◆ Task details: Pick out each line in the listing below that contains the string "positive", treating uppercase and lowercase as different, and copy those lines in full.

◆ Working data:
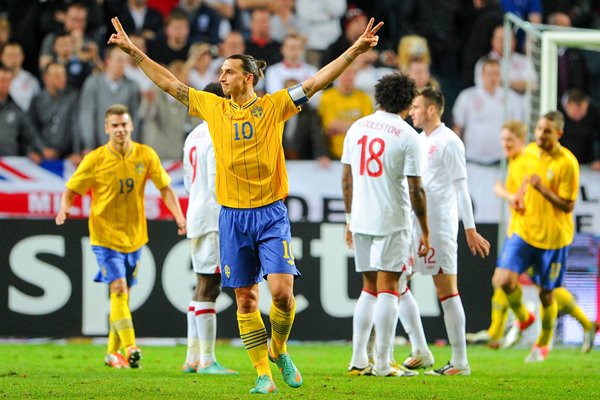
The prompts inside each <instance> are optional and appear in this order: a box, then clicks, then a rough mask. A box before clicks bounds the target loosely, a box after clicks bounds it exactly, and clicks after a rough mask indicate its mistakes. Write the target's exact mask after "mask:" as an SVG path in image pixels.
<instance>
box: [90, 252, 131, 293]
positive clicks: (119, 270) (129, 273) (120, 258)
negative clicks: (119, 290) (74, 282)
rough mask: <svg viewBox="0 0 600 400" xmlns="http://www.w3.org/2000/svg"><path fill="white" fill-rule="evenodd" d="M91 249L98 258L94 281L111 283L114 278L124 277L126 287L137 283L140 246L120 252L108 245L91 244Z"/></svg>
mask: <svg viewBox="0 0 600 400" xmlns="http://www.w3.org/2000/svg"><path fill="white" fill-rule="evenodd" d="M92 251H93V252H94V254H95V255H96V260H98V273H97V274H96V277H95V278H94V281H96V282H104V283H111V282H112V281H114V280H116V279H119V278H125V280H126V281H127V286H128V287H131V286H133V285H135V284H136V283H137V271H138V266H139V265H140V257H141V255H142V249H141V248H140V249H138V250H136V251H134V252H132V253H121V252H120V251H116V250H113V249H109V248H108V247H102V246H92Z"/></svg>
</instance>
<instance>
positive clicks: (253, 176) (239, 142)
mask: <svg viewBox="0 0 600 400" xmlns="http://www.w3.org/2000/svg"><path fill="white" fill-rule="evenodd" d="M299 110H300V108H299V107H296V105H295V104H294V102H293V100H292V98H291V97H290V94H289V93H288V91H287V90H286V89H282V90H279V91H277V92H275V93H273V94H267V95H265V96H264V97H257V96H256V95H255V96H254V97H253V98H251V99H250V100H248V102H246V103H245V104H243V105H242V106H241V107H240V106H239V105H237V104H235V103H234V102H232V101H231V100H229V99H225V98H222V97H219V96H216V95H214V94H212V93H208V92H204V91H199V90H195V89H193V88H190V91H189V113H190V114H191V115H196V116H198V117H200V118H202V119H203V120H205V121H206V122H207V123H208V130H209V131H210V135H211V137H212V141H213V144H214V148H215V158H216V161H217V178H216V193H217V201H218V202H219V204H221V205H224V206H226V207H232V208H254V207H262V206H265V205H268V204H271V203H274V202H275V201H277V200H282V199H283V198H285V197H286V196H287V194H288V178H287V171H286V169H285V159H284V155H283V147H282V139H283V127H284V123H285V121H286V120H287V119H289V118H290V117H291V116H293V115H294V114H296V113H297V112H298V111H299Z"/></svg>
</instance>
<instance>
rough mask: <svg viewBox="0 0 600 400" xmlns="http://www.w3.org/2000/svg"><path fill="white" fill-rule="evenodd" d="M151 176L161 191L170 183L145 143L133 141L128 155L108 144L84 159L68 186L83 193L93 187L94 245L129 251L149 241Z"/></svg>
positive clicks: (157, 156)
mask: <svg viewBox="0 0 600 400" xmlns="http://www.w3.org/2000/svg"><path fill="white" fill-rule="evenodd" d="M148 178H150V179H152V182H154V185H155V186H156V187H157V188H158V189H159V190H160V189H163V188H164V187H166V186H167V185H168V184H169V183H170V182H171V178H170V177H169V175H168V174H167V172H166V171H165V170H164V168H163V167H162V165H161V163H160V159H159V158H158V155H157V154H156V152H155V151H154V150H153V149H152V148H151V147H149V146H146V145H143V144H139V143H132V146H131V148H130V149H129V152H128V153H127V154H126V155H125V156H122V155H121V154H120V153H118V152H116V151H115V150H113V149H112V148H111V147H110V145H109V144H106V145H104V146H101V147H99V148H97V149H96V150H94V151H92V152H91V153H89V154H88V155H86V156H85V157H84V158H83V160H82V161H81V164H80V165H79V167H78V168H77V170H76V171H75V173H74V174H73V176H72V177H71V178H70V179H69V181H68V182H67V184H66V186H67V188H69V189H71V190H72V191H74V192H75V193H78V194H80V195H84V194H85V193H86V192H87V191H88V190H89V189H91V190H92V206H91V210H90V218H89V229H90V241H91V244H92V245H96V246H103V247H108V248H110V249H113V250H117V251H120V252H123V253H130V252H133V251H136V250H137V249H139V248H140V247H142V246H143V245H144V244H146V242H148V229H147V224H146V213H145V212H144V188H145V186H146V181H147V180H148Z"/></svg>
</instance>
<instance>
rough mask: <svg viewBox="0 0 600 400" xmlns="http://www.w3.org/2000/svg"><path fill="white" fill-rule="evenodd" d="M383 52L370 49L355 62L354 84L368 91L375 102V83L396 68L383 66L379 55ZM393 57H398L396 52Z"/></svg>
mask: <svg viewBox="0 0 600 400" xmlns="http://www.w3.org/2000/svg"><path fill="white" fill-rule="evenodd" d="M381 54H383V53H378V52H376V51H369V52H367V53H364V54H361V55H360V56H358V57H357V58H356V61H355V63H354V65H355V67H356V77H355V78H354V86H356V88H357V89H360V90H362V91H363V92H365V93H367V94H368V95H369V97H370V98H371V102H372V103H373V104H374V102H375V85H376V84H377V82H378V81H379V79H381V78H383V77H384V76H385V75H387V74H389V73H392V72H394V71H395V69H392V68H388V67H385V66H381V64H380V63H379V57H380V55H381ZM393 58H396V57H395V53H394V57H393Z"/></svg>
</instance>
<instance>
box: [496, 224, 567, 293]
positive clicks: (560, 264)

◆ Answer for the task:
positive clicks: (119, 270) (129, 273) (120, 258)
positive clicks: (253, 176) (239, 142)
positive clicks: (157, 156)
positive clicks: (560, 264)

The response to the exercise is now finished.